Unfortunately none of us were there, so none of
us can ever really know what his feelings were when you did that.
I guess my guilt stems from not knowing what affect it may have had on my cousin, and the fact that we did "show and tell"/touching a few times before it stopped, and that I was 4-5 years older (I was 13 or 14 when it happened), and I do remember it being pleasurable for me and that gives me immense guilt.
After that I never did anything like that ever again nor did I ever have any desire to do anything like it, so it was just a phase and maybe I should just forget it and move on.
Overall, I just wish I had had a purer childhood that was unsullied by what happened.
I proud of you johnboy, for talking here and allowing others in the same position into the process of healing in healthy manner. You've made me wonder and find that there are 12 step meetings for Sexual Abuse. I didn't know that before, so thank you again, for bringing insight to this incredibly sensitive and grave subject. I truly applaud your candor dear. It is so important that parent's are keenly aware of the potential pitfalls of childhood.
Incidentally, this is the online site i found, if you haven't used it, I'm sure that you have thought about there being a 12 step program, but i just wanted to include this in your thread. http://sia.fabglitter.org/online/ The very best wishes for the best life going forward. You were a victim to a terrible abuse, and you certainly are not a monster. Put some perspective on that 15 year old boy, and nurture him. He needs you now. You were abused until you were 12 and acted out three years later. In therapy you know that you were stuck at 6 when this abuse first occurred. It was not a 15 year old that had an err in judgement son, it was the 6 year old you and the 12 year old you that was acting out. There are many 40 year old addicts on this site finally getting clean from acting out about abuses that happened to them in childhood. I personally stayed "stuck" and having a 13 year old emotional mentality into my late 30's, before i got help. Hey, You, continue to nurture that little 6 year old boy, and that 12 year old boy, and that 15 year old boy. For Goodness sake, you were a victim, still three years after your 6 years of torture son. If the timing is ever right for delivery of a simple heartfelt sorry to your cousin, i suggest you take it. Tell him that you were terribly messed up yourself, and you acted out until you were 15 and found your reason to change your life. He'll know from that what you're saying. That that game made a profound difference in your life, and that's all he needs to hear. Maybe he'll then talk to you, and i think it would be to his benefit to do so. You sound like a genuinely caring, and compassionate man, who turned his life around and by doing so, became a hero. He might just want to hang out with his cousin, i know if i met you, it would be my honor. Stay strong, and be happy. Thank you so much for sharing your story here. My tears are flowing for not only what happened to you, but by your own self loathing. Please find peace dear man.

=-=-=

TASK DIRECTIONS - Could you repeat the part of the post that opens with the words containing "After that I" and closes with "and move on.", swapping "phase" for "stage"? Answer from the post alone.

EXTRACTED RECORDS -
=-=-=

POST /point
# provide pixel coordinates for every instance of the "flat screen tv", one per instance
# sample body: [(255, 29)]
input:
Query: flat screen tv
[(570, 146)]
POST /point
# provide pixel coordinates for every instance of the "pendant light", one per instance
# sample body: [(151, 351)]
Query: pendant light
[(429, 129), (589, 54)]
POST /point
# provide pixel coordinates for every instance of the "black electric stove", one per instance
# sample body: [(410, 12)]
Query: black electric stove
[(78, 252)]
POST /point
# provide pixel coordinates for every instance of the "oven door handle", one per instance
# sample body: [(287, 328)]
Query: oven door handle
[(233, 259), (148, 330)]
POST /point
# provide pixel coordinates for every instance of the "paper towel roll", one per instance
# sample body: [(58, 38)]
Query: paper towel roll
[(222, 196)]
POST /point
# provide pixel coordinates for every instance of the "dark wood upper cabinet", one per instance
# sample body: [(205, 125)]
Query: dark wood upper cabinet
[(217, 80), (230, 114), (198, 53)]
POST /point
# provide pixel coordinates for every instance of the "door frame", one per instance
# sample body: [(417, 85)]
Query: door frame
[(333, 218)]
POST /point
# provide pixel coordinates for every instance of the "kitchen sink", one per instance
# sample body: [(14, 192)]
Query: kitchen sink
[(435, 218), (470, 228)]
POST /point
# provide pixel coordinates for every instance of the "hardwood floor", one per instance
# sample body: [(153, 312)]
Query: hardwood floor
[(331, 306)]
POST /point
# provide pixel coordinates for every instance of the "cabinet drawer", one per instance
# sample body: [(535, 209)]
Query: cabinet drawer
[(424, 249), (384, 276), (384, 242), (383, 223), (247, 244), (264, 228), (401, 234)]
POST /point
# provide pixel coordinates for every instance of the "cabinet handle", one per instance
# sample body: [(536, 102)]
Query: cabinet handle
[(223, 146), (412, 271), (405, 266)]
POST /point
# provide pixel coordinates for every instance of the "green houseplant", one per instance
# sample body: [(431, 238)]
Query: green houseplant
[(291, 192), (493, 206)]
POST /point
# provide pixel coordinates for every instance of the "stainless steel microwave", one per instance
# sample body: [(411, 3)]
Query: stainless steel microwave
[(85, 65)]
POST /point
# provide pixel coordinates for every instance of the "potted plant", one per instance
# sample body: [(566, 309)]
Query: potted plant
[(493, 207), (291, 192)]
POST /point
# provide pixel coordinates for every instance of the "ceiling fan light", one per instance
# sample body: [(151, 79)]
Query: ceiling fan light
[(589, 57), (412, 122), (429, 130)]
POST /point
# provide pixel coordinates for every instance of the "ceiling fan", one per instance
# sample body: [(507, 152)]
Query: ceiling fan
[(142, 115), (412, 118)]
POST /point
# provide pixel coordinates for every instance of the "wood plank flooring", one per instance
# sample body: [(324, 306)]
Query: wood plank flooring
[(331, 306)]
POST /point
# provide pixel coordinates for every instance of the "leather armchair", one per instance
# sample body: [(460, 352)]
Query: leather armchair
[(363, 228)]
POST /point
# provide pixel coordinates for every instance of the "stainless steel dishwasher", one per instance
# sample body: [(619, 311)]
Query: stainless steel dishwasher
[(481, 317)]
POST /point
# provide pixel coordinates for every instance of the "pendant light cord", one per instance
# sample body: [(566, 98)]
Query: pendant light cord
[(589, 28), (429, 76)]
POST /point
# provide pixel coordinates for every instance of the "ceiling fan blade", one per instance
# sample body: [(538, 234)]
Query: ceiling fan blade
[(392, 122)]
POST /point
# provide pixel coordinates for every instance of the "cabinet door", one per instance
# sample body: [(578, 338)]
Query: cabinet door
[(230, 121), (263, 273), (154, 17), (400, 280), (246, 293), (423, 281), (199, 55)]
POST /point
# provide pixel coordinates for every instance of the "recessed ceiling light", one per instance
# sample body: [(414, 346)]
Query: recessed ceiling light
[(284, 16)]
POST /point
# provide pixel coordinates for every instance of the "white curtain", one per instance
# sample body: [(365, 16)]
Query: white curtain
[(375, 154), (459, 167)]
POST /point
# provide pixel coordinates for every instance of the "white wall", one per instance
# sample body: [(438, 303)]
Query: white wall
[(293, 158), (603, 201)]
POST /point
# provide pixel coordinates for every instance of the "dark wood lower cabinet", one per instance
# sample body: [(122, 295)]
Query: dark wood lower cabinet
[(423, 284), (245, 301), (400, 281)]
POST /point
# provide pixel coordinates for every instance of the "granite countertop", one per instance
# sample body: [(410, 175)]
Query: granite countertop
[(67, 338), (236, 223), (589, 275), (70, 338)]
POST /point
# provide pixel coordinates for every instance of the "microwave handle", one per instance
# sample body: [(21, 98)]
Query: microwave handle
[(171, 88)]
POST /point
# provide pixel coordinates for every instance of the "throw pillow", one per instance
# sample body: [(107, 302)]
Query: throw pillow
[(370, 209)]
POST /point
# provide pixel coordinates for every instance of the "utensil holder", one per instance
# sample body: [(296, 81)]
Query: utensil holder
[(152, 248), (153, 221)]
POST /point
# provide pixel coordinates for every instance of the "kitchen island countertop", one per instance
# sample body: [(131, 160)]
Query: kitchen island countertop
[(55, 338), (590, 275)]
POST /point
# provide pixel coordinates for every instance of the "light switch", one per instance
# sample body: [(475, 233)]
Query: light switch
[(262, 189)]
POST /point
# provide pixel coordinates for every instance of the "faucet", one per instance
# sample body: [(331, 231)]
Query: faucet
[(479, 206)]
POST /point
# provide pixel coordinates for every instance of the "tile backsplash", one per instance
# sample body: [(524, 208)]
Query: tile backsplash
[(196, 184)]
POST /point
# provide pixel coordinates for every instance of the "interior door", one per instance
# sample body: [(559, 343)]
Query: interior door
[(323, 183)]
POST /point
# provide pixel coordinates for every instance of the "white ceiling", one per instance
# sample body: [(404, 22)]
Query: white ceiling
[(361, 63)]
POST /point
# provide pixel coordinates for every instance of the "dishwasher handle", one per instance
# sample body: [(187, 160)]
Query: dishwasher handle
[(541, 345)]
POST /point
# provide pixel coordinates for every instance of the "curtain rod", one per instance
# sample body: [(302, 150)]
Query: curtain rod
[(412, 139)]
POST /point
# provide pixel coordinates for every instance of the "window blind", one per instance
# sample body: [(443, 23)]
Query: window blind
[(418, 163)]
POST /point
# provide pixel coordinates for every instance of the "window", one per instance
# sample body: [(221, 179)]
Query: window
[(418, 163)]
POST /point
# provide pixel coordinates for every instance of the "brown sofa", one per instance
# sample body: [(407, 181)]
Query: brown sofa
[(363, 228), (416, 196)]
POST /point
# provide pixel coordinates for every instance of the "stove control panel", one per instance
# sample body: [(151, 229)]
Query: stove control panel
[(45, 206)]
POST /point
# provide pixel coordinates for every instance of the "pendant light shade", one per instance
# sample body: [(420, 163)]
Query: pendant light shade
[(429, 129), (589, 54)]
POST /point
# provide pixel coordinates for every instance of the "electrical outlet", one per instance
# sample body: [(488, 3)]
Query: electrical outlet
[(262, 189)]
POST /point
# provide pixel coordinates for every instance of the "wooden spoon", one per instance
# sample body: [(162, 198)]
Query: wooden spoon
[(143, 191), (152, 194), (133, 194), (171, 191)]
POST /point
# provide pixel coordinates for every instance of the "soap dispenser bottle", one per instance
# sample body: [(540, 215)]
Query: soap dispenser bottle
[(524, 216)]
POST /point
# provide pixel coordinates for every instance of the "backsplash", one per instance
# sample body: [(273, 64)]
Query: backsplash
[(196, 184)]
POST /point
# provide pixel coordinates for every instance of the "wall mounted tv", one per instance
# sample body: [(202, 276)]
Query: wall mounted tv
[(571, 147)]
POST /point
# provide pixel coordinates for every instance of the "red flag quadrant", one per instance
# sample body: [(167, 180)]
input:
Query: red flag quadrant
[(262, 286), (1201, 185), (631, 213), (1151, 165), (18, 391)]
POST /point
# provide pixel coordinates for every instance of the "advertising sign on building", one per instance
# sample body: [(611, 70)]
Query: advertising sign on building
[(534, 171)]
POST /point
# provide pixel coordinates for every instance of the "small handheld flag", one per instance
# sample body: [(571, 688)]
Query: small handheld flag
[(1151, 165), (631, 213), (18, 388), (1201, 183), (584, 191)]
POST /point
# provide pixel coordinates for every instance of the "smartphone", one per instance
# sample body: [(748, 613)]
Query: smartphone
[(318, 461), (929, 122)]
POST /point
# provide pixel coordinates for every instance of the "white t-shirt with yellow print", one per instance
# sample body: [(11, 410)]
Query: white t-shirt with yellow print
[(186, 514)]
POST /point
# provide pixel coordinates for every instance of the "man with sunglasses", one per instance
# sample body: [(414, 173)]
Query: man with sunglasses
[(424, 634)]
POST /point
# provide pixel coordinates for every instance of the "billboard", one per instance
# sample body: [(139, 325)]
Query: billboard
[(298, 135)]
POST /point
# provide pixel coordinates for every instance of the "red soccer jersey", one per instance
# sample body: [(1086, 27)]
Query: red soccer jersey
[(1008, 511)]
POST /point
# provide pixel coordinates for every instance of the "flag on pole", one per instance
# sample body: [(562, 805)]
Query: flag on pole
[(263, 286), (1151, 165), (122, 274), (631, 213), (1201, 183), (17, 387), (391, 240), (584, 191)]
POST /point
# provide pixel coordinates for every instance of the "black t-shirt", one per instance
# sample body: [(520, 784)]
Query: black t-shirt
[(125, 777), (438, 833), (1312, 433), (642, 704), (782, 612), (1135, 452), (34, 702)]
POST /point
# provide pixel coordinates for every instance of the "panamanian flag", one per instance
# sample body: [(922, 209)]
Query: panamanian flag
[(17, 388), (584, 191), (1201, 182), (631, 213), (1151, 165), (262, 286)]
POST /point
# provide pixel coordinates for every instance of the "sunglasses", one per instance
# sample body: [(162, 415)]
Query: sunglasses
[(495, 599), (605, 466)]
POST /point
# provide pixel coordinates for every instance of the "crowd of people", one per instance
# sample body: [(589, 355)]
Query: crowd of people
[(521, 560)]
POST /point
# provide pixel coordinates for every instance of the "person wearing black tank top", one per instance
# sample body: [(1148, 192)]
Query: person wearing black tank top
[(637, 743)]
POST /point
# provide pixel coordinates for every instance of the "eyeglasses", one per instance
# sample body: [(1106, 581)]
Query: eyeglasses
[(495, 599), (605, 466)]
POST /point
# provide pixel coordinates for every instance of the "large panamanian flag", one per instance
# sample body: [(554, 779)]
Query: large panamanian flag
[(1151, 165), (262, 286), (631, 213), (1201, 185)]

=-=-=

RESPONSE AREA -
After that I never did anything like that ever again nor did I ever have any desire to do anything like it, so it was just a stage and maybe I should just forget it and move on.